→ Task instructions:
Count the rows below that contain the string "instance", treating uppercase and lowercase letters as distinct, and reply with the number alone.

→ Data entries:
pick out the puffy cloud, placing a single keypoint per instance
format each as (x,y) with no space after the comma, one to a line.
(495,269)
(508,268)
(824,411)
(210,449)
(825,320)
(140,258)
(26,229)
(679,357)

==

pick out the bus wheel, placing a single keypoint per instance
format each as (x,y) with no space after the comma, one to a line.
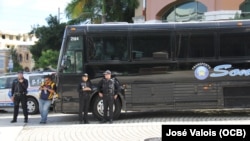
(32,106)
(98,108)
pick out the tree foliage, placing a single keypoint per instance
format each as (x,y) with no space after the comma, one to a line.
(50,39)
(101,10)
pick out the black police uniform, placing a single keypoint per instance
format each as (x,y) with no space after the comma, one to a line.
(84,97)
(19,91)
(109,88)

→ Result:
4